===== Data rows =====
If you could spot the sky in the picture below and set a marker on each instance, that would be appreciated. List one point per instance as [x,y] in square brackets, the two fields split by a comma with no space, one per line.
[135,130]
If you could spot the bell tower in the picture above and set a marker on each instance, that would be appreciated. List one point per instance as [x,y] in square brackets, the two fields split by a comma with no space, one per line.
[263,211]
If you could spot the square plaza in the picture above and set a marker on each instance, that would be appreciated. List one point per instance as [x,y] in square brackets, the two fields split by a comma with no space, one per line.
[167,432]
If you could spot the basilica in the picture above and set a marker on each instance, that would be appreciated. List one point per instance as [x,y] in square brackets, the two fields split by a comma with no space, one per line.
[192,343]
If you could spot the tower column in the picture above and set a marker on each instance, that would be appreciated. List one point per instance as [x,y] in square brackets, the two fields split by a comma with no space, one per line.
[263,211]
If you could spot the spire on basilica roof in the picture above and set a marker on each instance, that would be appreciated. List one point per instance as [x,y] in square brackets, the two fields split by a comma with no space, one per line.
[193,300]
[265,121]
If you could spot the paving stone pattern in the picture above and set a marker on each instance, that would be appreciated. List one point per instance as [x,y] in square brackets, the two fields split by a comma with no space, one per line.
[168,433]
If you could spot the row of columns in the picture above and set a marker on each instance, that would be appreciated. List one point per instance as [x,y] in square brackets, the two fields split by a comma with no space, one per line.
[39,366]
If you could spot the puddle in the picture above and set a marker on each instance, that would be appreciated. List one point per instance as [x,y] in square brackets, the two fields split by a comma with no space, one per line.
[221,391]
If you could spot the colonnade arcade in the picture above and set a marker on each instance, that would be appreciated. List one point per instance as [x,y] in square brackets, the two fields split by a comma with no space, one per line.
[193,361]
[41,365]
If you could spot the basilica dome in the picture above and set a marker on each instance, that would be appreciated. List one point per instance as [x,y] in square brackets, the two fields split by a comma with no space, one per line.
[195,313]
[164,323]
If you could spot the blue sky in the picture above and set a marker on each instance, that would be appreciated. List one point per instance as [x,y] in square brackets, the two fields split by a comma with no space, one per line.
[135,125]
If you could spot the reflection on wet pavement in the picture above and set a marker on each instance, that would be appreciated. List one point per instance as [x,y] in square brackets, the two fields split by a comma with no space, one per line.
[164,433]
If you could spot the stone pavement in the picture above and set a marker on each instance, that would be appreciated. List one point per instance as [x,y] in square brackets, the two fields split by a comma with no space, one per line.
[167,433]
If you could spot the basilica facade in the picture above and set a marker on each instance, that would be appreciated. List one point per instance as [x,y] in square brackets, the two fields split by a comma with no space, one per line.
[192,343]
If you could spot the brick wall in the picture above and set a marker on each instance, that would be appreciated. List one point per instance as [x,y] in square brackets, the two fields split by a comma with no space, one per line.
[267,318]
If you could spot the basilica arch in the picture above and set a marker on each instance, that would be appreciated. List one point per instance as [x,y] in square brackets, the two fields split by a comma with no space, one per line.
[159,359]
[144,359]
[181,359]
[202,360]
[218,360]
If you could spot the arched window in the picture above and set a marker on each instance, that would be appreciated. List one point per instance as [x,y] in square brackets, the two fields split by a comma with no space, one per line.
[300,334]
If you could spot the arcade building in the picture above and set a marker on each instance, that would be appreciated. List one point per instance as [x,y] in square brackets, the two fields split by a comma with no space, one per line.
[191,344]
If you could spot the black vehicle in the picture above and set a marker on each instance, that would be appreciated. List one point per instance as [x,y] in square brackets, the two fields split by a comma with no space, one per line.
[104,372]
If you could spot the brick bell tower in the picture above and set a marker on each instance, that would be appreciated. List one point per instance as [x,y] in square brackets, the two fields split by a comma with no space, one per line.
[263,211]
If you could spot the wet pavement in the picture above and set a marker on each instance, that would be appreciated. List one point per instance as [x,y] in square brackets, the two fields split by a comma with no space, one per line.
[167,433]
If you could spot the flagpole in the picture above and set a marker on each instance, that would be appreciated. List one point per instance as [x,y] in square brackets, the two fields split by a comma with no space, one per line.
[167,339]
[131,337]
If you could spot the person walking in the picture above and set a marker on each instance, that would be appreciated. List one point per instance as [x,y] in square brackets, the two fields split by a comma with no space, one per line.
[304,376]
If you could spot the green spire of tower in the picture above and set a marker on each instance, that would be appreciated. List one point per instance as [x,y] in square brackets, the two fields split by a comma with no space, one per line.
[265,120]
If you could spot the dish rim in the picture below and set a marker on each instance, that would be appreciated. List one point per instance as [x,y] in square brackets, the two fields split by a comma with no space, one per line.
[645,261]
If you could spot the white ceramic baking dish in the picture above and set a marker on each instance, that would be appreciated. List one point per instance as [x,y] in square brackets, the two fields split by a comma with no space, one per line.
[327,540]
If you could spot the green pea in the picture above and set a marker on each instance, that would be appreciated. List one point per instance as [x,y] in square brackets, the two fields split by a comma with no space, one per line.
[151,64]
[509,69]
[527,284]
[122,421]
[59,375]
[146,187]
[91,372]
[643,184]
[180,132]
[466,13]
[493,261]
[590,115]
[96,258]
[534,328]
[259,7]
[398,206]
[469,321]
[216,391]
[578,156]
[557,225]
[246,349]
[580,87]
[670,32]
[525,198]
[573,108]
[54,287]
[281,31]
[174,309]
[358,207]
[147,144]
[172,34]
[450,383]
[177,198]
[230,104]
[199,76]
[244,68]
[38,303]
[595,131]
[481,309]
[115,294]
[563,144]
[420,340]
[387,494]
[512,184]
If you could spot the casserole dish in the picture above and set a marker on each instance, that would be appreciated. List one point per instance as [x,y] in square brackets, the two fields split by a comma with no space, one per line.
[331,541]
=====
--- Given request ---
Output all of the data again, exactly.

--- Answer to the task ---
If you could spot the sky in the picture below and set a marker on each instance, that would be appreciated. List one point per instance as [x,y] in square brackets, the two fields split by a comma with no space, one per line.
[135,130]
If you could spot the bell tower in the picture above and set a marker on each instance, that would be appreciated. List one point per instance as [x,y] in square brackets, the two fields split by a comma with no space, one per line.
[263,211]
If you could spot the square plaza in the picture above and set a marker on each instance, that would be appreciated. List one point per instance as [x,y] in square brackets, the two fields split by a comma with no space, one per line.
[167,432]
If you could spot the basilica in the picture above and set a marker on each instance, that would be appreciated. List one point per instance as [x,y] in square brackets, the two fields split by a comma with no space, one per line.
[192,343]
If you could spot the tower column in the picture above and set a marker on each instance, that would be appreciated. List one point per instance as [x,y] in square brackets, the two fields split by a comma with no space, one per line.
[263,211]
If you could spot the spire on basilica roof in the picture above and set a marker on each instance, that would be appreciated. List one point per instance as [x,y] in square brackets, the two fields split by a comma with no space, one per line.
[193,300]
[265,121]
If you could spot the paving stone pattern in the picture above and set a marker on each instance, that would be appreciated. List one point per instance as [x,y] in square brackets, the two fields split by a comma with no space, one per line.
[168,433]
If you could spot the row of columns in the picture above and set a marker on each instance, that would be appreciated. List one point per instance as [x,y] in square brackets, the two fields split by a comma with no space, one per line.
[39,366]
If you could spot the puddle in the picture above and set a marker on each instance, that would be appreciated. List one point per instance as [x,y] in square brackets, the two fields split by a comma with no space, one per line.
[221,391]
If you could spot the colonnade arcade in the picture above and set a marker on each instance, that would be appreciated. List one point per instance as [x,y] in square brackets, the two fields split by a comma with no space, one per line.
[193,361]
[41,365]
If you could spot the basilica dome in the picture above and set a marker on each instance, that would be appreciated. List one point per instance as [x,y] in square brackets, the two fields split by a comma with no space, one per line.
[195,313]
[164,323]
If you could spot the blue sky in the picture above and set a marker on each instance, that would be appreciated. List one point per instance as [x,y] in square brackets, the two fields split by a comma with no space, one per line.
[135,125]
If you could spot the reflection on wet pavement in the picture above and set a marker on each instance, that would be appreciated. List one point per instance as [x,y] in square brackets, the two fields split by a comma with no space, one per line.
[164,433]
If you could spot the stone pavement in the picture above and set a marker on each instance, that would be appreciated. List one point per instance as [x,y] in square brackets, the two fields split by a comma with no space, one per line.
[167,433]
If you could spot the basilica facade in the picture above and set a marker on each instance, that would be appreciated. List one point per instance as [x,y] in square brackets, the two fields split by a comma with no space, one per line.
[192,343]
If you could spot the brick wall in the picture above and set a marker on each instance, that would be appreciated. List one point per instance as [x,y] in square brackets, the two fields split by a comma with no space, one per line.
[267,318]
If you could spot the basilica arch in the picture above and set a marker on each instance, that would be appreciated. List one point per instance as [x,y] in square brackets, the two fields split by a comma with no space, one per line.
[159,359]
[144,359]
[181,359]
[202,360]
[218,360]
If you could spot the arched window in the picture above and set a marker on each instance, that would be appreciated. List one point per instance as [x,y] in square brackets, the two fields split by a comma with no space, one per line.
[300,334]
If you could spot the arcade building in the picture above and set a marker on each instance, that would be appreciated. List one point per instance as [x,y] in square brackets, the two fields split by a comma with no space, one per line.
[191,344]
If you could spot the black vehicle in the picture above and set a marker on each instance, that would be appreciated. List one point per instance as [x,y] in square brackets, the two fields split by a comma with no space, one per line.
[104,372]
If you could spot the brick bell tower in the picture above and set a marker on each instance, that would be appreciated. List one point per instance as [x,y] in square brackets, the two fields split by a comma with no space, one per line.
[263,211]
If you could spot the wet pavement in the picture above and set a marker on each instance, that would be appreciated. List one point per instance as [x,y] in square brackets, the two fields split by a comma with no space, one per line.
[167,433]
If you could spot the flagpole in the picture above and set a marker on each instance, that would be appreciated. List one point per instance as [x,y] in square brackets, the two fields split by a comma with no space, one per line.
[167,339]
[131,337]
If you could spot the person walking in the picture above and set a marker on each instance, that would be appreciated. List one point per instance as [x,y] in square brackets, the two fields split by a comma with no space, one per line.
[304,376]
If you could spot the green spire of tower in the picture above and set a marker on each instance, that would be appreciated. List one point per instance as [x,y] in square brackets, the two fields split by a comma with no space, one per line.
[265,120]
If you could spot the dish rim in the picture below and set a marker on each instance, that would be appreciated. List one point per instance as [x,y] in square brackets, the two fields split by a comma with no space, one per line.
[645,261]
If you could spot the white ceramic baking dish in the picture above and set a marker on each instance, that would be appreciated. List one point per instance as [x,y] in square brackets, the two fields split by a comma with no space, one per line.
[327,540]
If you could spot the green pea in the picture above and set a marker on each instance, that would be appreciated. List one point per instance as [x,y] in square brackets, the two fields split by a comma with no space, one per line.
[151,64]
[509,69]
[527,284]
[122,421]
[59,375]
[146,187]
[91,372]
[643,184]
[180,132]
[466,13]
[493,261]
[590,115]
[96,258]
[534,328]
[259,7]
[398,206]
[469,321]
[216,391]
[578,156]
[557,225]
[246,349]
[580,87]
[670,32]
[525,198]
[573,108]
[54,287]
[281,31]
[174,309]
[358,207]
[147,144]
[172,34]
[450,383]
[177,198]
[230,104]
[199,76]
[244,68]
[38,303]
[595,131]
[481,309]
[115,294]
[563,144]
[420,340]
[387,494]
[512,184]
If you could spot the casserole dish in the picture above and set a marker on each instance, that would be appreciated. List one point per instance as [x,y] in square brackets, the two fields split by a comma with no space, one per line.
[331,541]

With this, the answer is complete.